- [TASK INPUTS]

= = =

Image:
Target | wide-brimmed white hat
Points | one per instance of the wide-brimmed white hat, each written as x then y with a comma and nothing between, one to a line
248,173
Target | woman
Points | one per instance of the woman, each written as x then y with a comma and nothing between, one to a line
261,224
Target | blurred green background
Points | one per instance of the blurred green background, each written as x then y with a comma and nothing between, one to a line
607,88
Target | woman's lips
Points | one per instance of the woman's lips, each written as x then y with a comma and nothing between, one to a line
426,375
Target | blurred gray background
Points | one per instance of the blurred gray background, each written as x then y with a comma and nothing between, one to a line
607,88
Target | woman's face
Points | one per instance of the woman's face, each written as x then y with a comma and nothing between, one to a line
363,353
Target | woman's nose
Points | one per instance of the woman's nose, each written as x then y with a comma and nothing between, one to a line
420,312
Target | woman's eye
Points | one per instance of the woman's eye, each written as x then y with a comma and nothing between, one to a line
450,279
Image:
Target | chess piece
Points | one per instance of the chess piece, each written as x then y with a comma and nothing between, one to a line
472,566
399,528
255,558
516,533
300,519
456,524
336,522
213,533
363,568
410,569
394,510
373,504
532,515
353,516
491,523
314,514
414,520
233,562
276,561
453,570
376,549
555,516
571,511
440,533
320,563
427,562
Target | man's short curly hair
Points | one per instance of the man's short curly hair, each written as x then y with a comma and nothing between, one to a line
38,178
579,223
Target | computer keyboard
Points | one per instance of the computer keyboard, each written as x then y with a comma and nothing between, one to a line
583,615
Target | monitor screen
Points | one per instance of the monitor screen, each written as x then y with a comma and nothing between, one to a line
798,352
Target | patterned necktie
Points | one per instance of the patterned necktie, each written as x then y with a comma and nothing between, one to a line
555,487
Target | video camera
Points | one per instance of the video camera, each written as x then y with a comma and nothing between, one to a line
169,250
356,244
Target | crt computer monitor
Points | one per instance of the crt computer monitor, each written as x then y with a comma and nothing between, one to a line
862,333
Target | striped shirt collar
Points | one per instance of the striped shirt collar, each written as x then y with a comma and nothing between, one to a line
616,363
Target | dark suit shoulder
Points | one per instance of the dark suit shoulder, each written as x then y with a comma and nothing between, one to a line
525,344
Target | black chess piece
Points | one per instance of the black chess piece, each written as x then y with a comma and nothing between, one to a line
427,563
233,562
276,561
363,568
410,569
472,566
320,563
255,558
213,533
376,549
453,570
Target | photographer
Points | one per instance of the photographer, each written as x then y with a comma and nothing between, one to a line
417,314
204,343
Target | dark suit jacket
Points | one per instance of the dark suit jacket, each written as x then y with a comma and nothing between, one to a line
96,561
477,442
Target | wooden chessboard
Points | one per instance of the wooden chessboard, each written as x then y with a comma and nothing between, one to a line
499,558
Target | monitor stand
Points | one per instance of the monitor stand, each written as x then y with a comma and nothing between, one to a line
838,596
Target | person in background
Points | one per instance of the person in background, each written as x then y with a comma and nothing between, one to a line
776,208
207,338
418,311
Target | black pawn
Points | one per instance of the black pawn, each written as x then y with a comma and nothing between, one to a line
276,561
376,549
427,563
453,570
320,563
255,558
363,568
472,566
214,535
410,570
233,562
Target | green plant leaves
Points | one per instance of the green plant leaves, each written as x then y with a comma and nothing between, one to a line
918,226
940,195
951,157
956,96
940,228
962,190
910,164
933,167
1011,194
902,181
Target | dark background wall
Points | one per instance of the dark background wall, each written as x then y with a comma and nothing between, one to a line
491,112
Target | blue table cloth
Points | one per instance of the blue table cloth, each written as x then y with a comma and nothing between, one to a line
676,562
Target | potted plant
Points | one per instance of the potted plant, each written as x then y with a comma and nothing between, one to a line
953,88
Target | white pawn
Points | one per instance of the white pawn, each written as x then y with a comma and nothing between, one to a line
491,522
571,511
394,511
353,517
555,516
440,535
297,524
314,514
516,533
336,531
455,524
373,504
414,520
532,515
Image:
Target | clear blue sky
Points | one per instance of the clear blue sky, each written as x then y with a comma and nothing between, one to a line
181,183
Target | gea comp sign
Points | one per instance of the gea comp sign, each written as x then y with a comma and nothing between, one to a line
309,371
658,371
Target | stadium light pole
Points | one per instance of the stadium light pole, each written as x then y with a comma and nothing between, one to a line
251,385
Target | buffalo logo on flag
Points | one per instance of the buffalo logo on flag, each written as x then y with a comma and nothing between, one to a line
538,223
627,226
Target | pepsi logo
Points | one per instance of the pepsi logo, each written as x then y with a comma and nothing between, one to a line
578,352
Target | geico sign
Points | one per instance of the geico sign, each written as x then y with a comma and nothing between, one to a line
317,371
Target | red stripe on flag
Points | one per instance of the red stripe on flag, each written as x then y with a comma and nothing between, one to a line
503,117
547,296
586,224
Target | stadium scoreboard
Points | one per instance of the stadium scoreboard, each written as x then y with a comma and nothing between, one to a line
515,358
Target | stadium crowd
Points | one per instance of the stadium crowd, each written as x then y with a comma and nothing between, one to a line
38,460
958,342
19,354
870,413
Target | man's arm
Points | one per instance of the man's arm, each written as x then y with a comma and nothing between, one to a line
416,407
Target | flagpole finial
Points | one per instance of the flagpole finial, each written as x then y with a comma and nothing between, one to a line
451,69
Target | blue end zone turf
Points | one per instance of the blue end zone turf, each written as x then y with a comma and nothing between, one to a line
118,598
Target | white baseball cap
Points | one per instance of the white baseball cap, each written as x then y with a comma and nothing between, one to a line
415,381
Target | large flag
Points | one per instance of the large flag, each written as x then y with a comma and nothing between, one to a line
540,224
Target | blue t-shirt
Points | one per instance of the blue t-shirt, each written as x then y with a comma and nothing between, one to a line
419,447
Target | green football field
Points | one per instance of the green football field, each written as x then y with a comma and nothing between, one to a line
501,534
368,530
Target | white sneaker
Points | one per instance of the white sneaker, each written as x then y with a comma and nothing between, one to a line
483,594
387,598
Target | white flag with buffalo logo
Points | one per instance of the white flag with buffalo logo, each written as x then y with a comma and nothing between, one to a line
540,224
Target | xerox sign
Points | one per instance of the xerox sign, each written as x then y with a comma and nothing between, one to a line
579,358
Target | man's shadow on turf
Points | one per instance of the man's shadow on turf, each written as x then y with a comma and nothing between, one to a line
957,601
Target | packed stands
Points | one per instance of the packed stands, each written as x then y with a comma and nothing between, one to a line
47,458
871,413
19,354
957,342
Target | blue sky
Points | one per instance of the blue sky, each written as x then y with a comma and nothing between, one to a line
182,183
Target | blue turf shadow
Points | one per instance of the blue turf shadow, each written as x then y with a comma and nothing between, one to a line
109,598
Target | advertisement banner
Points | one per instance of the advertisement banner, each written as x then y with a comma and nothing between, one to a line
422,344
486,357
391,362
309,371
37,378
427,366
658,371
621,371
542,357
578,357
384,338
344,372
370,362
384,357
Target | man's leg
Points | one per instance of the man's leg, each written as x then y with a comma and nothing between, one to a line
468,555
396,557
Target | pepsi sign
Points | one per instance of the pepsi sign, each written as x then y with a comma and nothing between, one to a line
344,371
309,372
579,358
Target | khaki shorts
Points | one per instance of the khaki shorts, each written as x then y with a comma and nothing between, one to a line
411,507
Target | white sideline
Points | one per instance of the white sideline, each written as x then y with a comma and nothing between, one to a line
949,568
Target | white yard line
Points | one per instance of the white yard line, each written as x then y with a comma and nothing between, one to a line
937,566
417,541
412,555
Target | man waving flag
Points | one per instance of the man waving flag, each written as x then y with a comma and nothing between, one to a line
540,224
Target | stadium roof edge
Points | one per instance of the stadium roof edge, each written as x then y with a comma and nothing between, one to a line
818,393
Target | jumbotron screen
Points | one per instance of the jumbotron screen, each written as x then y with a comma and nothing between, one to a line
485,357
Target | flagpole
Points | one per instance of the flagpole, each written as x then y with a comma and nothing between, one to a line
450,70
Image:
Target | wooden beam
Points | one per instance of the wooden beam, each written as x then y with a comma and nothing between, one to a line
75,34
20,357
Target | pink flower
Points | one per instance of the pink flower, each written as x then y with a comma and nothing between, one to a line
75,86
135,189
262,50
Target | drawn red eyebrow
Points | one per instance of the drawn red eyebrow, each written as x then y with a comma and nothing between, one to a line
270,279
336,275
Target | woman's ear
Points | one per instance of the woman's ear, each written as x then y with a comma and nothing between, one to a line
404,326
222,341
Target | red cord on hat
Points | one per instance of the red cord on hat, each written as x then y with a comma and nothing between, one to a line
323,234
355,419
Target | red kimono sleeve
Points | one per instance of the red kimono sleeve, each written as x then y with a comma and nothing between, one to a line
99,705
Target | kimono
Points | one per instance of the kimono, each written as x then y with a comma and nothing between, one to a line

= = =

Only the lines from the one that contains "Target | pink flower" through the last line should be repeated, each exactly as it stands, with both ends included.

- [ANSWER TO THE PROBLEM]
Target | pink flower
Points | one per instance of the pink flower, each written as x then y with a comma and nothing between, one to a line
75,86
135,189
262,50
Target | drawn red eyebrow
Points | one per instance of the drawn red eyebrow, each written as x then y with a comma and nothing between, one to a line
270,279
336,275
Target | woman's ear
Points | one per instance of the woman's ear, each written as x then y with a comma and nothing between, one to a line
404,326
222,341
Target | red cord on hat
Points | one per instance of the red cord on hat, each written as x then y with a comma and nothing between, one to a line
323,234
355,419
Target | red kimono sleeve
Points | one per instance of the red kimono sleeve, each written as x then y with a comma and nothing between, one to a line
99,705
Target | kimono
Points | one per instance of the kimono, each written as x then y with a comma and nothing between, one to a line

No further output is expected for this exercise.